## WORK INSTRUCTION
Transcribe the full listing without changing a word, and omit its pictures.

## DATA FOR THIS EXERCISE
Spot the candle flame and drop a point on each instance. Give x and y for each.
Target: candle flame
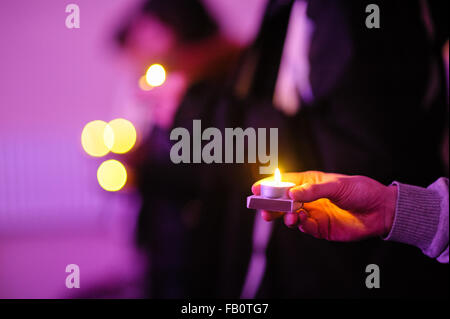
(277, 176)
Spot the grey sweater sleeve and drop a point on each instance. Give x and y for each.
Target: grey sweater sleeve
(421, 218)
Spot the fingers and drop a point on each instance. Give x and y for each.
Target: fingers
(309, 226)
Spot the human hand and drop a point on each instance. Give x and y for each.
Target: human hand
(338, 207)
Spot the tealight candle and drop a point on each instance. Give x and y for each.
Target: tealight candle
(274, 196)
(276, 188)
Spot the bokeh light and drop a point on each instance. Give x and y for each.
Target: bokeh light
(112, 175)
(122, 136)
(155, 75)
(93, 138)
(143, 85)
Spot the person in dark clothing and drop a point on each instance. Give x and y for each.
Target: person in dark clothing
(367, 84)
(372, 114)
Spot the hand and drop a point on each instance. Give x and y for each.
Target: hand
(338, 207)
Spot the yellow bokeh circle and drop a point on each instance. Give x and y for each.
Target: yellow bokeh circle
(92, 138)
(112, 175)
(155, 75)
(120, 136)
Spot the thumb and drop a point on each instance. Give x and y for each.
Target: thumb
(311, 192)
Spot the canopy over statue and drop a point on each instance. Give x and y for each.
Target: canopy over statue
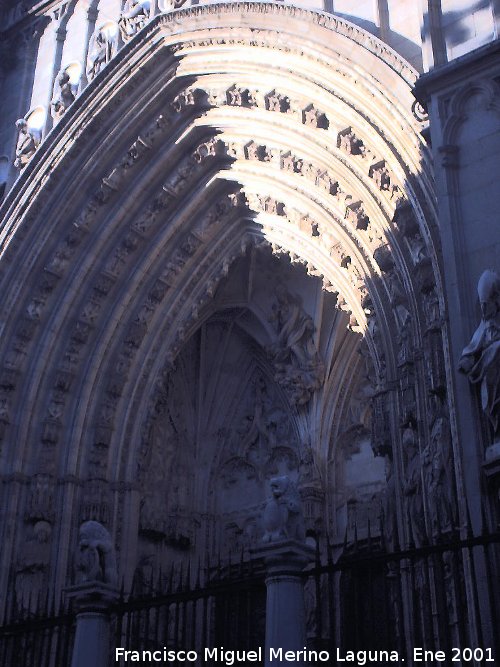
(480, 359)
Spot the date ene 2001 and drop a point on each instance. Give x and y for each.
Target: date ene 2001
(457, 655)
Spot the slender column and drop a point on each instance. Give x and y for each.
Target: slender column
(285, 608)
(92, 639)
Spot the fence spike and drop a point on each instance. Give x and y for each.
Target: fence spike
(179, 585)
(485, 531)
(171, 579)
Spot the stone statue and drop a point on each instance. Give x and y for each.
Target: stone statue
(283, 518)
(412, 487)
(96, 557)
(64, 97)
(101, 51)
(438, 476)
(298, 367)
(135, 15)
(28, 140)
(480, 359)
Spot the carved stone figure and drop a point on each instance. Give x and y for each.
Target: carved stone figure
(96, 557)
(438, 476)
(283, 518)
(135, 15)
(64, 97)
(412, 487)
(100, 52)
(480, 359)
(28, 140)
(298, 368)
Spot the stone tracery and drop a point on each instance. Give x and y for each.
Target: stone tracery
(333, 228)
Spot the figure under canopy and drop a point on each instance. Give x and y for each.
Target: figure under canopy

## ANSWER TO THIS EXERCISE
Spot the candle flame and drop a point on each instance. Give x and y for each.
Target: candle flame
(277, 176)
Spot the grey sweater sleeve and drop a point on each instance. Give x and y for each.
Target: grey sweater sleeve
(421, 218)
Spot the fingers and drop a point on each instance. Give x and y for each.
Target: fingers
(309, 226)
Spot the human hand and drop a point on each instance. Give x and y for each.
Target: human hand
(338, 207)
Spot the tealight candle and drop a point on each instance. Give x and y for each.
Target: tealight candle
(274, 196)
(276, 188)
Spot the bokeh light and drop a point on each instance. Give x and y for each.
Target: bokeh light
(112, 175)
(122, 136)
(155, 75)
(93, 138)
(143, 85)
Spot the person in dark clothing and drop a point on each instance. Give x and y for each.
Target: person in dark clothing
(367, 84)
(372, 114)
Spot the hand and drop a point on each instance. Give x and y for each.
Target: hand
(338, 207)
Spot the yellow bokeh circle and drop a point on each instance. Give x and y for each.
Target: yellow bokeh circle
(92, 138)
(112, 175)
(155, 75)
(120, 136)
Spot the thumb and drop a point on each instance. Give x and y for each.
Target: thumb
(311, 192)
Spot the canopy over statue and drop a point on each instance. Give x and y for each.
Target: canopy over statue
(480, 359)
Spot the date ene 2001 and drop a point on each instance. Give x and y for each.
Target: date ene 2001
(457, 655)
Spot the slender column and drop a point on each instance. Give x and y for each.
Target: slender column
(285, 608)
(92, 639)
Spot the fence spike and drop a point on each instance. Give x and y for each.
Target: fence spike
(179, 585)
(485, 531)
(171, 579)
Spot the stone statue and drop a point on each instance. Give x and y for each.
Target: stone statue
(283, 518)
(412, 487)
(96, 557)
(64, 97)
(101, 51)
(438, 476)
(298, 367)
(135, 15)
(28, 140)
(480, 359)
Spot the carved stone figure and drop a point on each instance. Give x and y for each.
Target: carved stone figure
(96, 557)
(438, 476)
(283, 518)
(135, 15)
(64, 97)
(412, 487)
(100, 52)
(480, 359)
(28, 140)
(298, 368)
Spot the stone tracery and drop a point on each instance. Give x and y for each.
Target: stone tracery
(333, 228)
Spot the figure under canopy and drop a point on each instance. Give x and y for each.
Target: figure under canopy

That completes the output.